### DOCUMENT SEGMENT:

───

Espinho () is a city and a municipality located in the Aveiro District, Portugal. It is located in both the Greater Porto and the Metropolitan Area of Porto, 16 km from its city centre. It is one of the smallest municipalities in Portugal and was, until 1899, part of the Santa Maria da Feira Municipality.

In 2021, Espinho had a population of 31,027, a slight decrease from the previous census in 2011, when 31,786 were registered, in an area of 21.06 km².

The current Mayor is Miguel Reis, elected by the PS.

It is a beach resort and a zone of legal gambling with a casino - Casino Solverde.  Its fair - Feira de Espinho, having been first organised in 1894, is well known in Portugal. The city is home to CINANIMA - Festival Internacional de Cinema de Animação, an international animation festival, and FEST - New Directors New Films Festival, an international film festival. The municipal holiday is June 16.

Sports 

Volleyball

The city, known as the volleyball capital in Portugal, is the home of nine Portuguese sports clubs: Novasemente/Cavalinho, Sporting Clube de Silvalde, Associação Desportiva de Anta, Clube de Voleibol de Espinho, Sporting Clube de Espinho, Associação Académica de Espinho, Academia de Ténis de Espinho, Clube de Ténis de Espinho and Associação Desportiva Rio Largo.

Sporting Clube de Espinho and Associação Académica de Espinho are regular presences in the Portuguese Volleyball First Division. The first one is the Portuguese team with more titles (including a CEV Cup, formerly known as CEV Top Teams Cup) and the second one was once national champion.

Football

Sporting Clube de Espinho (Os Tigres da Costa Verde) plays in Campeonato Nacional de Seniores, the third football championship in Portugal.

Former Portugal national football team player Fernando Couto, Olympiacos coach Vítor Pereira, the olympic medalist António Leitão and volleyball players, such as Miguel Maia and João Brenha, were born in Espinho.

Beach Volleyball

The city hosted the 2017 FIVB Beach Volleyball World Tour, between the 28th and 30 July. Espinho also hosted the FIVB Beach Volleyball World Tour in 2019, between the 16th and 21 July.

───

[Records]

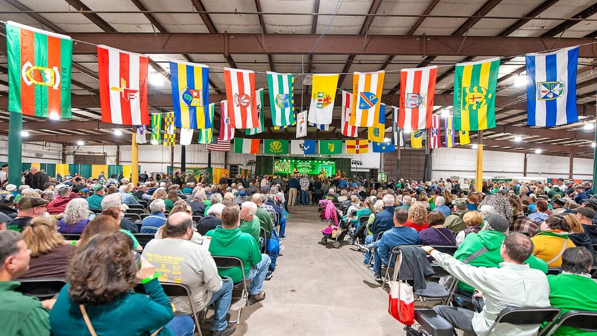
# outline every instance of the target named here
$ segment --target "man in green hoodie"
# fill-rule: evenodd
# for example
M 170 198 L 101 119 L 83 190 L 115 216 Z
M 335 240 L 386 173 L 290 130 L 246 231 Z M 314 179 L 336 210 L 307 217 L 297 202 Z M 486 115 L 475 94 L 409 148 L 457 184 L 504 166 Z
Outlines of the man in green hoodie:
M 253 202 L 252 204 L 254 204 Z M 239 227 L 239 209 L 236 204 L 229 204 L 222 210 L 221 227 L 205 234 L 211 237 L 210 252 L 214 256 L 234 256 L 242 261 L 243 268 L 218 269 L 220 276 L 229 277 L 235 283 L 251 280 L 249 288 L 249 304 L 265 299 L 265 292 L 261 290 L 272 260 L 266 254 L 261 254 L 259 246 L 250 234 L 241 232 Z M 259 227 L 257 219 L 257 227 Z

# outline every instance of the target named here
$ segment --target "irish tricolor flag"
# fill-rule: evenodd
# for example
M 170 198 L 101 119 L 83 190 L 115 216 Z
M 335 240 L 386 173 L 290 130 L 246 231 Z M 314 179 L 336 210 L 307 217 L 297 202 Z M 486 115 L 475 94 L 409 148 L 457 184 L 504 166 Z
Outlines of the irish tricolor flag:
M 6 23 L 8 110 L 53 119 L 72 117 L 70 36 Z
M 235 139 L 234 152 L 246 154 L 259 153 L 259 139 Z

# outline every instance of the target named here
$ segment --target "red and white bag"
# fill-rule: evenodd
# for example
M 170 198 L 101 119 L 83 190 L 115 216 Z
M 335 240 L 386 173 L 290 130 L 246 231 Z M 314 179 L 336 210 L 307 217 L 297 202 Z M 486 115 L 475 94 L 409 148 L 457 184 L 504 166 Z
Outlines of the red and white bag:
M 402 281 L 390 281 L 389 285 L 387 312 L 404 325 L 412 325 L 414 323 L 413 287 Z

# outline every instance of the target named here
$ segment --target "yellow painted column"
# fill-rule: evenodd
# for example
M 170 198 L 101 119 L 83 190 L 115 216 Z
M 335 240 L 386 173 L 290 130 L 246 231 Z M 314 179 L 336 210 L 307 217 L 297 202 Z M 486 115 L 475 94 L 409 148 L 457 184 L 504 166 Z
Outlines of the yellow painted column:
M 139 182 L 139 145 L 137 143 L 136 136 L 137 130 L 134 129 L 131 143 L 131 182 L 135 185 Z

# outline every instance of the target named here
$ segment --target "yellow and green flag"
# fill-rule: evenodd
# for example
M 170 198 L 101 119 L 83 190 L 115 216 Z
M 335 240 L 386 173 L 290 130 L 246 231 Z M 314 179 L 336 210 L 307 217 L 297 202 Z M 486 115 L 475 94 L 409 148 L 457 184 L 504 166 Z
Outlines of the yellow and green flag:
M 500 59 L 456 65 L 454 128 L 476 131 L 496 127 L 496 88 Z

───

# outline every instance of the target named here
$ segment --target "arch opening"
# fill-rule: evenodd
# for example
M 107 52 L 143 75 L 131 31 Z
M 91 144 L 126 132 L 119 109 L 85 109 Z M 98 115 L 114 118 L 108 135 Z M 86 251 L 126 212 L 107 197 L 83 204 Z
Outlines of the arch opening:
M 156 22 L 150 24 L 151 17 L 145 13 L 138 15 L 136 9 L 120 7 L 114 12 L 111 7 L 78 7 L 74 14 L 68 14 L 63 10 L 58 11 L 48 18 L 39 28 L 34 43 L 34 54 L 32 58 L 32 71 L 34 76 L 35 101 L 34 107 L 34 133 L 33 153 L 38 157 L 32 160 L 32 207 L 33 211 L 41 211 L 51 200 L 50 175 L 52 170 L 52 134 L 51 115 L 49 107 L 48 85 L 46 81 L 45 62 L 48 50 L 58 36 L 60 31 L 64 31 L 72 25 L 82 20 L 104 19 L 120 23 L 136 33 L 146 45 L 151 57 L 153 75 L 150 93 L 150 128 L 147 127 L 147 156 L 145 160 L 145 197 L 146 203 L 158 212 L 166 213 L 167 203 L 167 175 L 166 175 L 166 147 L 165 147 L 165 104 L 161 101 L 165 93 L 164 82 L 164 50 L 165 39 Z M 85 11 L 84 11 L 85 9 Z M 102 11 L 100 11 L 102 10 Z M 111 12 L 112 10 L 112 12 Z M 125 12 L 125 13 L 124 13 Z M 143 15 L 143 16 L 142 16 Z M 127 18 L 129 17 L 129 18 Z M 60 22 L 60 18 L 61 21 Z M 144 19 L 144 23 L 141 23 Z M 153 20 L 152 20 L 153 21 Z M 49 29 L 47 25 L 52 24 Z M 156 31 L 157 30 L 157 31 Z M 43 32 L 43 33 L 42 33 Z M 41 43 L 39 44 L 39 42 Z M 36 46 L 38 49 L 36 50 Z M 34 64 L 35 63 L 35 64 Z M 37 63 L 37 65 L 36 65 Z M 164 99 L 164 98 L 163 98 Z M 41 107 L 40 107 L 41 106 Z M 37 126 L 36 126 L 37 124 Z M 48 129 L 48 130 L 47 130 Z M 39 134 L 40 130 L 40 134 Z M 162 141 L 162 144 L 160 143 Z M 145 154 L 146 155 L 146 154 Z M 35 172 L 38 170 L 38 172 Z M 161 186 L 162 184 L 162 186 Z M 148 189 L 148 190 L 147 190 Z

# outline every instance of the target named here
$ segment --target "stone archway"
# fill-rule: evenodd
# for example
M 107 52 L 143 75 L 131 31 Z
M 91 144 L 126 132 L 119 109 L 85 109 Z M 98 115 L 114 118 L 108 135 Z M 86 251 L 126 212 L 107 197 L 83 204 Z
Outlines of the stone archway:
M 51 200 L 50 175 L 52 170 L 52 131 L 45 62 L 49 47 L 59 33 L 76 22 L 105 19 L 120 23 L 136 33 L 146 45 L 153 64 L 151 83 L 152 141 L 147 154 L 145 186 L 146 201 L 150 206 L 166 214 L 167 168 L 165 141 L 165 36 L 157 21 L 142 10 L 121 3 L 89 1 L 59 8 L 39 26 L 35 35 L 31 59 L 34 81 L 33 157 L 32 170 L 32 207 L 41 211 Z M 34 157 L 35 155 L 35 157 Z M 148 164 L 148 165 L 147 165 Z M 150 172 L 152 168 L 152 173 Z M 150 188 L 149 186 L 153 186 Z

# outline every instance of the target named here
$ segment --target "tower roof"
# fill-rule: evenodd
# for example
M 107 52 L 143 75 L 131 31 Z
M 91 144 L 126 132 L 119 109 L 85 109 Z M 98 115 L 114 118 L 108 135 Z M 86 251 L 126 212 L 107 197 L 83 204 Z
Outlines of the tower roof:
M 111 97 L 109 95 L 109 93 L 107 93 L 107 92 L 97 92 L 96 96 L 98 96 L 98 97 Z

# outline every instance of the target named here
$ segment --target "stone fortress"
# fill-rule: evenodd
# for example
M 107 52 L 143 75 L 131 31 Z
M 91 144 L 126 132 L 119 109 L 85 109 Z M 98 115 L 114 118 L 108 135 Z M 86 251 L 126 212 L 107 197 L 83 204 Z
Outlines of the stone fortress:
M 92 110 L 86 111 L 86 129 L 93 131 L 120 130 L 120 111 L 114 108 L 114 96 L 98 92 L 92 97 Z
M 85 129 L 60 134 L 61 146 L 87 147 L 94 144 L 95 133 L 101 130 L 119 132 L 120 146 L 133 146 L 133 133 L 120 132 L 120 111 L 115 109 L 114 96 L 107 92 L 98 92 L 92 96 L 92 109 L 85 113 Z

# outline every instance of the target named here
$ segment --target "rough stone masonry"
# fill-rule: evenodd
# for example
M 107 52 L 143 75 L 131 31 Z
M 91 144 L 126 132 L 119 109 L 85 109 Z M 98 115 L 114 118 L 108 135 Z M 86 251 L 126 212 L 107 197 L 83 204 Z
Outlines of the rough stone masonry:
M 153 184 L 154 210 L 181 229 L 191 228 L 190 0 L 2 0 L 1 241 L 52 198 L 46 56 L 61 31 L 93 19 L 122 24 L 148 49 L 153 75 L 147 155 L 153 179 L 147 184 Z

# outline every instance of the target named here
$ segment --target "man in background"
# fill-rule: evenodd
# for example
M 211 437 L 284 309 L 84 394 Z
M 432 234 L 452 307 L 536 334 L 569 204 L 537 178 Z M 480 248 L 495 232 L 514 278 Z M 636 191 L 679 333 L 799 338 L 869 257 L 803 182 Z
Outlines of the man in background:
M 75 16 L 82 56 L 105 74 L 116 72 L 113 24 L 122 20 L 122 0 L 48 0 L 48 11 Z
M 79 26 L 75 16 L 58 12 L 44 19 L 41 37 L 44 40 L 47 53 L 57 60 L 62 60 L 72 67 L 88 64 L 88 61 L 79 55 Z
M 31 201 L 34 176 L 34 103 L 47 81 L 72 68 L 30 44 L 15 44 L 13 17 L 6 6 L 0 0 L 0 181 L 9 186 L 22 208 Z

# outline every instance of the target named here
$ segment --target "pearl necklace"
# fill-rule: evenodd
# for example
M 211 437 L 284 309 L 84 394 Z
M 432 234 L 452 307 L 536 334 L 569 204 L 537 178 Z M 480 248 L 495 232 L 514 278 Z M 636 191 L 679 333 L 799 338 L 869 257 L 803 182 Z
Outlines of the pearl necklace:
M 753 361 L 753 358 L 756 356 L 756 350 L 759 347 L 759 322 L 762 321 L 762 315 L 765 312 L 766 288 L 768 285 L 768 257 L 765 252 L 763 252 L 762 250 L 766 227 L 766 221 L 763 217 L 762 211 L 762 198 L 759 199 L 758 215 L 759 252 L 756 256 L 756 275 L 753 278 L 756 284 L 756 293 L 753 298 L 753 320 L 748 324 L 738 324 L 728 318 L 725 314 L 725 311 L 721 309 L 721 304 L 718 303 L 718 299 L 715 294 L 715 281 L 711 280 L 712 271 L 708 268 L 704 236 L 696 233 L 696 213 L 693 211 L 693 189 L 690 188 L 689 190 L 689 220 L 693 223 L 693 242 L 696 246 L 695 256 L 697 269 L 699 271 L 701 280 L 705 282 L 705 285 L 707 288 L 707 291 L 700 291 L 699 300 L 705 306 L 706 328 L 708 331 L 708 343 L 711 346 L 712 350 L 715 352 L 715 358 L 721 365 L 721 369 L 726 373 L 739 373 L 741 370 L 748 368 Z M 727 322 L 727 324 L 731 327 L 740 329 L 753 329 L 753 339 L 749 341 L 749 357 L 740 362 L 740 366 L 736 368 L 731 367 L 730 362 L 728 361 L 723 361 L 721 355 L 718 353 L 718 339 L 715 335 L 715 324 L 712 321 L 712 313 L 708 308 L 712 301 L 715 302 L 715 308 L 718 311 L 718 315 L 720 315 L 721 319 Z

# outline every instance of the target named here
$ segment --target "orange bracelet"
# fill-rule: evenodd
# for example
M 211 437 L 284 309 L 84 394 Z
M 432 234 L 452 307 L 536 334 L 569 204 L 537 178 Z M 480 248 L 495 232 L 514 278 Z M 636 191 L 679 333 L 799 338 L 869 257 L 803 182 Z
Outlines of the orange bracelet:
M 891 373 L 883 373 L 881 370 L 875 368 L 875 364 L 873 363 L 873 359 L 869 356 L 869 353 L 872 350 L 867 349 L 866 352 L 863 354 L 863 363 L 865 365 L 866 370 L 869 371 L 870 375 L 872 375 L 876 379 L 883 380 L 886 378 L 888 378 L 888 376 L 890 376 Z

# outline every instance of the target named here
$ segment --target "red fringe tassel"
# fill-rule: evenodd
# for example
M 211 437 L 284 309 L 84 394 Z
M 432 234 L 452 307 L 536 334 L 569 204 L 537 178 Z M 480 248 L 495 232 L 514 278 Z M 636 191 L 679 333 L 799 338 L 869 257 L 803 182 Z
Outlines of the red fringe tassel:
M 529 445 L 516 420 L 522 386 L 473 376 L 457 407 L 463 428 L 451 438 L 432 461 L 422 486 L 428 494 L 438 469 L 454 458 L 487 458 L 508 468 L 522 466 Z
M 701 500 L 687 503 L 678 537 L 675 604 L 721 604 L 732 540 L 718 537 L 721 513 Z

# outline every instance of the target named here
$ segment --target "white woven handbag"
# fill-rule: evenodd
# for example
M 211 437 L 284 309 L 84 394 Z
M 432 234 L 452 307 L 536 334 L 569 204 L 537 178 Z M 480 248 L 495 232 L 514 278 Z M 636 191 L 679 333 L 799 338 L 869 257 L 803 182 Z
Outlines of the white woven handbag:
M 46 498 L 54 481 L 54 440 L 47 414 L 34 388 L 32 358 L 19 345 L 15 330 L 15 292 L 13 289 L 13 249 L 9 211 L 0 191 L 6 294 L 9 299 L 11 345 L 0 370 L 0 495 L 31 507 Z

───

### PROBLEMS TO SOLVE:
[A] State whether each statement agrees with the Espinho article, answering yes or no and quoting the deciding words: (i) Espinho belonged to the Santa Maria da Feira Municipality until 1899. (ii) The Feira de Espinho was first organised in 1904. (iii) Espinho's municipal holiday falls on June 16.
[B] Write out everything in the Espinho article from "Former Portugal national" down to "and 21 July.", changing "July" to "August".
The data above is separate material from the Espinho article.

### RESPONSES PER TASK:
[A]
(i) Yes: "was, until 1899, part of the Santa Maria da Feira Municipality"
(ii) No: "having been first organised in 1894"
(iii) Yes: "The municipal holiday is June 16."

[B]
Former Portugal national football team player Fernando Couto, Olympiacos coach Vítor Pereira, the olympic medalist António Leitão and volleyball players, such as Miguel Maia and João Brenha, were born in Espinho.

Beach Volleyball

The city hosted the 2017 FIVB Beach Volleyball World Tour, between the 28th and 30 August. Espinho also hosted the FIVB Beach Volleyball World Tour in 2019, between the 16th and 21 August.